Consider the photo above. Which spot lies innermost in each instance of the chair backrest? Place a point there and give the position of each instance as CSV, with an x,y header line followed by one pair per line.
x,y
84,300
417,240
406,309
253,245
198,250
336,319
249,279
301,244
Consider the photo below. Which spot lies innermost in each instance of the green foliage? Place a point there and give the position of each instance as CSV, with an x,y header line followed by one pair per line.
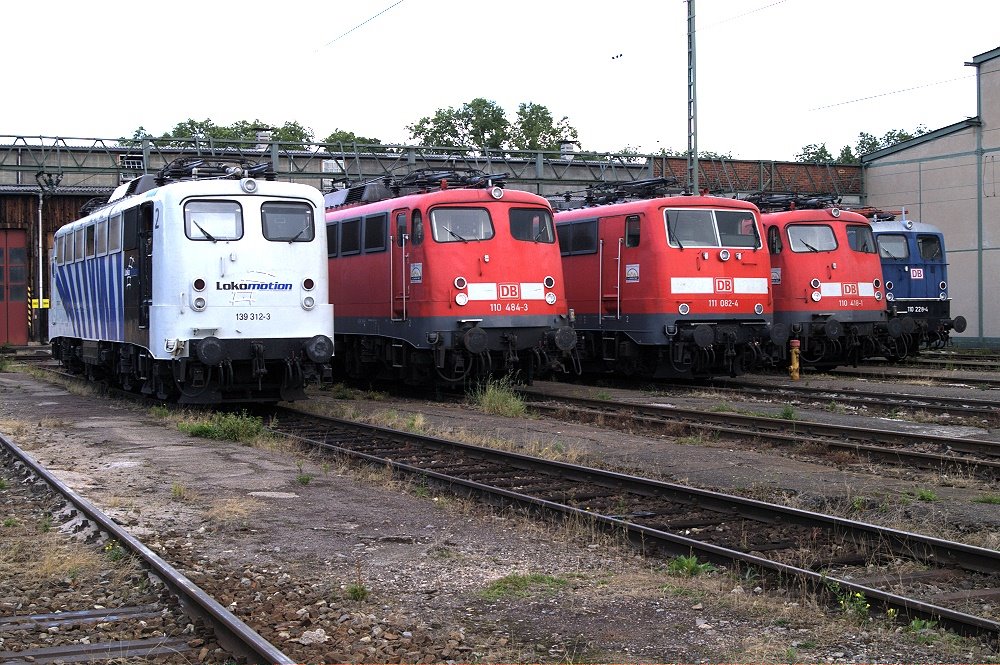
x,y
520,586
482,123
498,397
689,566
226,426
243,131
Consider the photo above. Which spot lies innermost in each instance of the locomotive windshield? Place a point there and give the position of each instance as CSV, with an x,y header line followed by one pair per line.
x,y
287,222
213,220
711,228
461,224
860,238
531,224
811,238
892,246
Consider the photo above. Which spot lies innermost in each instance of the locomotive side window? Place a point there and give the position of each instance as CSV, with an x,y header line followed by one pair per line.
x,y
418,228
860,238
80,244
690,228
811,238
930,247
461,224
115,234
375,233
102,237
578,237
532,225
287,222
632,231
331,238
350,237
774,240
213,220
737,228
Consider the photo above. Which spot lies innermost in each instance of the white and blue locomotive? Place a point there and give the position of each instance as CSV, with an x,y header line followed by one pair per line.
x,y
205,282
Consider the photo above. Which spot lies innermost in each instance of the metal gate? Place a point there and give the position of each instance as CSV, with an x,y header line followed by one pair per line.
x,y
13,287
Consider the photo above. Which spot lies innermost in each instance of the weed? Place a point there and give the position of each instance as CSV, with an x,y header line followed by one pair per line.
x,y
115,551
498,397
226,426
689,566
520,586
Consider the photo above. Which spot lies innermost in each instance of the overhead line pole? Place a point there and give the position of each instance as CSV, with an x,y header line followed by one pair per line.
x,y
692,105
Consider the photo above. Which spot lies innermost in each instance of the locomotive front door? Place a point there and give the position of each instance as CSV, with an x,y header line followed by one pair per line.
x,y
399,273
13,287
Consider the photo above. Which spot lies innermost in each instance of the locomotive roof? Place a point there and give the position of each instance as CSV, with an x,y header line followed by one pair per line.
x,y
631,206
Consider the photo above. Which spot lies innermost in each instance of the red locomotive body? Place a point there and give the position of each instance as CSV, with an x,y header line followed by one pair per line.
x,y
826,279
448,278
673,286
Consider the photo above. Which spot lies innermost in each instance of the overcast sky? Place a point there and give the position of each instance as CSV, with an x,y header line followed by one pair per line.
x,y
773,76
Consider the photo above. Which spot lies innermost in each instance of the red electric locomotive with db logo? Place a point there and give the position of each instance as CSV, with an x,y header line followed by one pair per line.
x,y
667,286
441,277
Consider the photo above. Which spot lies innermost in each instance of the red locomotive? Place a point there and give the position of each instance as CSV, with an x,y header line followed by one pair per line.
x,y
826,279
442,277
667,286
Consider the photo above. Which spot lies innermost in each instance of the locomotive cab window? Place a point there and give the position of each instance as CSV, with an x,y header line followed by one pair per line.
x,y
930,247
860,238
287,222
532,225
811,238
213,220
461,224
892,246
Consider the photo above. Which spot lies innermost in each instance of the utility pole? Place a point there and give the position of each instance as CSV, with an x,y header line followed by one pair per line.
x,y
692,105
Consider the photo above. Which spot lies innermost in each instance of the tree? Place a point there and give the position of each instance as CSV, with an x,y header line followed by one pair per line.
x,y
482,123
814,152
343,136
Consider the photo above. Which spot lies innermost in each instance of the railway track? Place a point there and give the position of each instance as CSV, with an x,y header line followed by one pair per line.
x,y
99,632
913,575
937,453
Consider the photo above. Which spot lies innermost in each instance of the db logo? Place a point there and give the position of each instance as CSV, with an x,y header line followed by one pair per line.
x,y
509,291
723,285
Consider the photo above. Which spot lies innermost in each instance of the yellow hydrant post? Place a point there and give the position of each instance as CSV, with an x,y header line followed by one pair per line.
x,y
793,366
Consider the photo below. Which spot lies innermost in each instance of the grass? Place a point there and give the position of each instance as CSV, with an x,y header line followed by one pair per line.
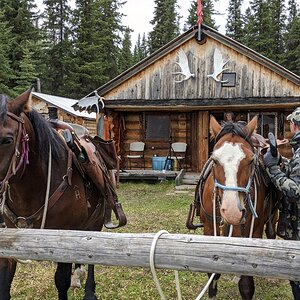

Prompt
Filter the items above down to the lines containing the word "window", and copy each such line in full.

Response to the task
Consider the photo above. Which spot lies innermost in each instance of the locomotive side window? Place a point there and give the position of each instance as CSV, with an x,y header line followed by one pair per line.
Consider the photo above. Which spot lies innermost in each instance of the locomotive cab window? Place a point there and give the position of each instance as CSV, with an x,y header line followed by one pair per line.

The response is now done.